TASK DIRECTIONS —
Rewrite the data below, replacing each occurrence of "Indicate" with "Mark" and leaving everything else unchanged.

EXTRACTED DATA —

****************************************

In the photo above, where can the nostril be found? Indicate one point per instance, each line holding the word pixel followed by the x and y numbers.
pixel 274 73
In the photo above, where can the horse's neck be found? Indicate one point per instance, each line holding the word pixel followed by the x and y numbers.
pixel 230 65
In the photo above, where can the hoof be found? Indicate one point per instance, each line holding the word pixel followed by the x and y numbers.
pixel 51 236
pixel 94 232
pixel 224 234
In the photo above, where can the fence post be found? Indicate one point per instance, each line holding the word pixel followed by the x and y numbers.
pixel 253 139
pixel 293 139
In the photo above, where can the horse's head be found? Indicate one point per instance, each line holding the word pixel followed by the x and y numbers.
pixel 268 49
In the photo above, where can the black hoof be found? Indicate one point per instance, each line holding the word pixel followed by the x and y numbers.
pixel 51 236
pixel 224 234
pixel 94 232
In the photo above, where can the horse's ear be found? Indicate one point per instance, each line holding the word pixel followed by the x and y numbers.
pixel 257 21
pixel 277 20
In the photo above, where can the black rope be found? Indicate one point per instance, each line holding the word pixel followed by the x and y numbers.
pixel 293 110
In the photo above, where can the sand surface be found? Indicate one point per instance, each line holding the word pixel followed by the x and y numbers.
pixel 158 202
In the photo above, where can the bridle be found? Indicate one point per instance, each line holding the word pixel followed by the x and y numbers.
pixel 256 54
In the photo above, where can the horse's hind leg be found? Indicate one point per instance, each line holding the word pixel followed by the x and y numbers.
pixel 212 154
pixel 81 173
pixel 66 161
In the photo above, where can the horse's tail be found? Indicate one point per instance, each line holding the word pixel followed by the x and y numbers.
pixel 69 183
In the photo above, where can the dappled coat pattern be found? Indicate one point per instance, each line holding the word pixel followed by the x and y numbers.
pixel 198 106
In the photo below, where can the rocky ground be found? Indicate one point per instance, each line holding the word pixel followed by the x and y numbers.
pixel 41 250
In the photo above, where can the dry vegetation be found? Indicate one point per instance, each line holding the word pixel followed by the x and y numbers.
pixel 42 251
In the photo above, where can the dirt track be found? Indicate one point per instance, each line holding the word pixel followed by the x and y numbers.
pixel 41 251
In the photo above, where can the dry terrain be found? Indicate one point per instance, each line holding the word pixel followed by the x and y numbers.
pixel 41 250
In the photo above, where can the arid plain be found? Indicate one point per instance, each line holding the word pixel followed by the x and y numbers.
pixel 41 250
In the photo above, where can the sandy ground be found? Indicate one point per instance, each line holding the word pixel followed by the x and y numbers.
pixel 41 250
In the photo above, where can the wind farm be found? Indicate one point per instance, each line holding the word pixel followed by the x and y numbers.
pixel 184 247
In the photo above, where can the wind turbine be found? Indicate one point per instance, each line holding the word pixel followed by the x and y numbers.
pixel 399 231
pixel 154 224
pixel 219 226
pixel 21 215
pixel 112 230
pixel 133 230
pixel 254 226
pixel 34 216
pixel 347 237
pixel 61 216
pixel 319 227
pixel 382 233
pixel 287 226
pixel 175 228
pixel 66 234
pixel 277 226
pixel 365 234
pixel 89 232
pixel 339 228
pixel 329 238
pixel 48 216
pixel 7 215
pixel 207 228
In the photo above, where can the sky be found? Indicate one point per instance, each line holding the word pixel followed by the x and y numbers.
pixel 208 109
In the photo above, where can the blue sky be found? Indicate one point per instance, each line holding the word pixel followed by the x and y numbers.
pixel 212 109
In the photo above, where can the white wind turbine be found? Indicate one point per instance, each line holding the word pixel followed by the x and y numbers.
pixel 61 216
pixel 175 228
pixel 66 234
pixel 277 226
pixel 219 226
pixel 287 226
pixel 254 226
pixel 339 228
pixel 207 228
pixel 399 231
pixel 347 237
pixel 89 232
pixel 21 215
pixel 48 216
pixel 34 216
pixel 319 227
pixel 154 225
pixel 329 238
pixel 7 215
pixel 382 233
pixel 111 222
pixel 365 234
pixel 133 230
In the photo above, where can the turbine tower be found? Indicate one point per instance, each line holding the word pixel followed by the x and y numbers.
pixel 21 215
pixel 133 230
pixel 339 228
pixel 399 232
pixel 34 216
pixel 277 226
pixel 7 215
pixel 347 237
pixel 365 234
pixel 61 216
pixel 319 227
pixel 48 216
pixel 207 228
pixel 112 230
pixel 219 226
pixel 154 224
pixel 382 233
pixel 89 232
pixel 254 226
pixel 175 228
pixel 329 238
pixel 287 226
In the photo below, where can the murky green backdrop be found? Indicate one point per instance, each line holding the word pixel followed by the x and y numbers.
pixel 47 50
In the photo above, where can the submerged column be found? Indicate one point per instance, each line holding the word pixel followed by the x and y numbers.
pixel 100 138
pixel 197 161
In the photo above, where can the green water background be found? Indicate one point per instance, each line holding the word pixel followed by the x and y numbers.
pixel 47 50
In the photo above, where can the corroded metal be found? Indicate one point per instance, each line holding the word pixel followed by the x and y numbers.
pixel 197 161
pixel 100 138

****************************************

ANSWER BELOW —
In the photo above, where can the nostril be found? Mark one point per instance, each line holding the word pixel followed by the x and y numbers.
pixel 274 73
In the photo above, where can the horse's neck be found? Mark one point per instance, each line holding the word pixel followed by the x and y numbers.
pixel 230 65
In the photo above, where can the hoof be found? Mark one point per instance, each line holding the word pixel followed by the x and y numbers.
pixel 51 236
pixel 94 232
pixel 224 234
In the photo above, where can the fence post be found? Mark one point per instance, each line holding the word pixel followed by the x and y numbers.
pixel 253 139
pixel 293 139
In the photo above, where can the horse's head be found? Mark one point per instance, each line holding the word pixel followed by the x and y numbers.
pixel 268 49
In the photo above, where can the black hoof be found? Mark one point per instance, each line holding the word pixel followed by the x and y numbers.
pixel 51 236
pixel 224 234
pixel 94 232
In the photo above, where can the horse's ear be found? Mark one point per instance, each line holding the word pixel followed by the x and y numbers.
pixel 257 21
pixel 277 20
In the photo above, where can the black rope be found? Mark one point per instance, each line holding the word pixel followed by the x and y numbers.
pixel 293 110
In the photo above, where can the sand surface be found? Mark one point per instance, each line holding the word pixel followed by the x and y numbers.
pixel 158 202
In the photo above, where can the bridle be found? Mark one point per instance, each line holding the word pixel followed by the x and y numbers.
pixel 256 54
In the photo above, where can the horse's hind leg be found? Mark one point per instance, each line holding the word pixel followed by the x and y numbers.
pixel 212 154
pixel 81 173
pixel 66 161
In the photo above, where can the horse's tail be found? Mark one point per instance, each line holding the word pixel followed by the x and y numbers.
pixel 69 183
In the photo above, where can the dappled coat pattern be found? Mark one point per instance, each line holding the word pixel followed by the x and y numbers.
pixel 198 106
In the photo below, where can the rocky ground be found? Mark one point per instance, each line holding the word pixel followed by the x and y numbers.
pixel 41 250
In the photo above, where can the dry vegetation be found? Mark one point per instance, each line holding the word pixel followed by the x and y numbers.
pixel 42 251
In the photo above, where can the dirt track be found? Mark one point per instance, each line holding the word pixel followed by the x and y numbers.
pixel 41 251
In the photo above, where can the dry terrain be found? Mark one point per instance, each line holding the word pixel followed by the x and y numbers.
pixel 41 250
In the photo above, where can the arid plain be found? Mark one point per instance, each line holding the word pixel followed by the x and y numbers.
pixel 41 250
In the photo above, where can the sandy ground be found? Mark one point per instance, each line holding the word pixel followed by the x and y numbers.
pixel 41 250
In the photo above, where can the wind farm be found? Mark one point per instance, each line holding the word pixel followed by the x and y numbers.
pixel 184 247
In the photo above, where can the wind turbine be found? Mark one point per instance, each line holding the word pixel followed by the x and y numbers.
pixel 399 231
pixel 154 224
pixel 219 226
pixel 21 215
pixel 112 230
pixel 133 230
pixel 254 226
pixel 34 216
pixel 347 237
pixel 61 216
pixel 319 227
pixel 382 233
pixel 287 226
pixel 175 228
pixel 66 234
pixel 277 226
pixel 365 234
pixel 89 232
pixel 339 228
pixel 329 238
pixel 48 216
pixel 7 215
pixel 207 228
In the photo above, where can the sky be found? Mark one point per instance, each line holding the word pixel followed by the x and y numbers.
pixel 208 109
In the photo above, where can the blue sky be found? Mark one point per instance, each line holding the word pixel followed by the x and y numbers.
pixel 212 109
In the photo above, where can the white wind turbine be found? Mark one point per instance, each line holding the word pixel followed by the x and y numbers.
pixel 61 216
pixel 175 228
pixel 66 234
pixel 277 226
pixel 219 226
pixel 287 226
pixel 254 226
pixel 339 228
pixel 207 228
pixel 399 231
pixel 347 237
pixel 89 232
pixel 21 215
pixel 48 216
pixel 34 216
pixel 319 227
pixel 154 225
pixel 329 238
pixel 7 215
pixel 382 233
pixel 111 222
pixel 365 234
pixel 133 230
In the photo above, where can the turbine tower be found? Mark one point per instance, each line holding the word pixel followed by the x and y numbers.
pixel 21 215
pixel 133 230
pixel 339 228
pixel 399 232
pixel 34 216
pixel 277 226
pixel 7 215
pixel 347 237
pixel 365 234
pixel 61 216
pixel 319 227
pixel 48 216
pixel 207 228
pixel 112 230
pixel 219 226
pixel 154 224
pixel 382 233
pixel 89 232
pixel 254 226
pixel 175 228
pixel 329 238
pixel 287 226
In the photo below, where can the murky green backdrop be found? Mark one point per instance, each line holding the word pixel followed by the x and y numbers.
pixel 47 50
In the photo above, where can the submerged column be found? Mark one point per instance, each line holding the word pixel followed by the x and y numbers.
pixel 100 138
pixel 197 161
In the photo above, where can the green water background be found? Mark one point per instance, each line holding the word pixel followed by the x and y numbers.
pixel 47 50
In the photo above, where can the corroded metal be found? Mark one point per instance, each line holding the word pixel followed by the x and y numbers.
pixel 197 161
pixel 100 138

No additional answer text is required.